• [THE RECORDS]:
# # # # # # #

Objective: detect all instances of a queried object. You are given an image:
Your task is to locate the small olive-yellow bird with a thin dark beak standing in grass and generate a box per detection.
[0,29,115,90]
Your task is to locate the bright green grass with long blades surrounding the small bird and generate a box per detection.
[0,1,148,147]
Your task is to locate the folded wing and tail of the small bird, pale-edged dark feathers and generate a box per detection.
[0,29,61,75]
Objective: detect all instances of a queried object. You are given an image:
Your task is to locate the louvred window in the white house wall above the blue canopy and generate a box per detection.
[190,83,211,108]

# # # # # # #

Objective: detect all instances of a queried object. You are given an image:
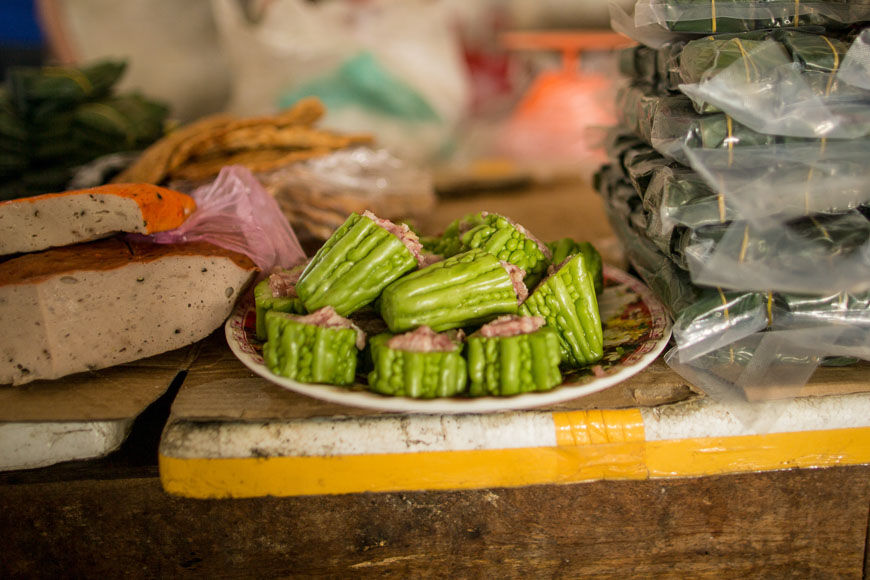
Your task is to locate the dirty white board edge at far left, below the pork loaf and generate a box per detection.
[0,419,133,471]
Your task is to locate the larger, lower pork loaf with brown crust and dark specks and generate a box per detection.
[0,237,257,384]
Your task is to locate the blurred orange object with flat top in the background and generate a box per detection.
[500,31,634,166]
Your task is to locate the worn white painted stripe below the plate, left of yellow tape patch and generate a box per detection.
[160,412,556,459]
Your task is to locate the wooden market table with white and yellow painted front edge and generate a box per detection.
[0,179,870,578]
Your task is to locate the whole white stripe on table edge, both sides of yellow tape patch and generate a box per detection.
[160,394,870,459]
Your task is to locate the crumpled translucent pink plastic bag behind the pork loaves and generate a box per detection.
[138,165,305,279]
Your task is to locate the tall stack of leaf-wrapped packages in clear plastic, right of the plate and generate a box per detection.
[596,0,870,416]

# # # # # # #

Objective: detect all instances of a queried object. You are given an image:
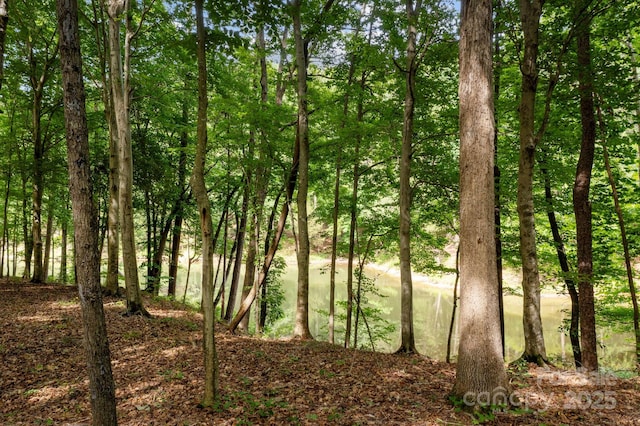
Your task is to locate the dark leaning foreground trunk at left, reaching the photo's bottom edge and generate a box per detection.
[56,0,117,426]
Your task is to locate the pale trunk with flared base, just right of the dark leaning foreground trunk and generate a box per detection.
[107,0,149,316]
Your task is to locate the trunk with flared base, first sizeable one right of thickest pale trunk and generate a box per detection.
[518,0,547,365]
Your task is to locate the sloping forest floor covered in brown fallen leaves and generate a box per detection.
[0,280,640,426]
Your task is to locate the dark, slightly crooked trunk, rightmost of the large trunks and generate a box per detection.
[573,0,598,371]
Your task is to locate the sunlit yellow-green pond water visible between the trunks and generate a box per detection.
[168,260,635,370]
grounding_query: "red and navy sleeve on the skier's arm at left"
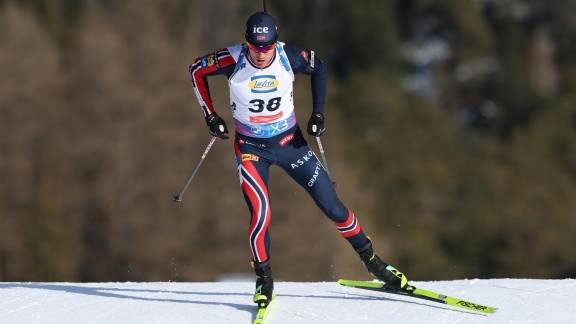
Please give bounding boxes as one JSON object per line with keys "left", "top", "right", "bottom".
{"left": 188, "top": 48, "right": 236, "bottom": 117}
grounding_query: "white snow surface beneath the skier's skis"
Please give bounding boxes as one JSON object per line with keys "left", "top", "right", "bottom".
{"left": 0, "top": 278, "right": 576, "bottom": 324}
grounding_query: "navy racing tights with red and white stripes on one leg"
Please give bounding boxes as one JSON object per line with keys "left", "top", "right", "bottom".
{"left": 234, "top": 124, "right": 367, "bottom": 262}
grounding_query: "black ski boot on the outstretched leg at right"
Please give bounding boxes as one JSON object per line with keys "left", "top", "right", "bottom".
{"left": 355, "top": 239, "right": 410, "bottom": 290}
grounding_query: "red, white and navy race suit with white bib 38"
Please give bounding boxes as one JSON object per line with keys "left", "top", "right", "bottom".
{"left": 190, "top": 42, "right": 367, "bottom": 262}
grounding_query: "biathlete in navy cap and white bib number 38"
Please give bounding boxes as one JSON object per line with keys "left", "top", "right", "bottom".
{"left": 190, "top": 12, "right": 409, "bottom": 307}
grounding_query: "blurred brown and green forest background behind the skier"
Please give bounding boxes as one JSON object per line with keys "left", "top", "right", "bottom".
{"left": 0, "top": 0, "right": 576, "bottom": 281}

# # # # # # #

• [WHAT IS NEEDED]:
Scan the records above for the string "navy", then report every line that contains it.

• [ANSWER TO THIS TASK]:
grounding_query: "red and navy sleeve on the skier's arm at left"
grounding_query: "navy racing tights with red and white stripes on one leg"
grounding_query: "red, white and navy race suit with white bib 38"
grounding_query: "biathlete in navy cap and white bib number 38"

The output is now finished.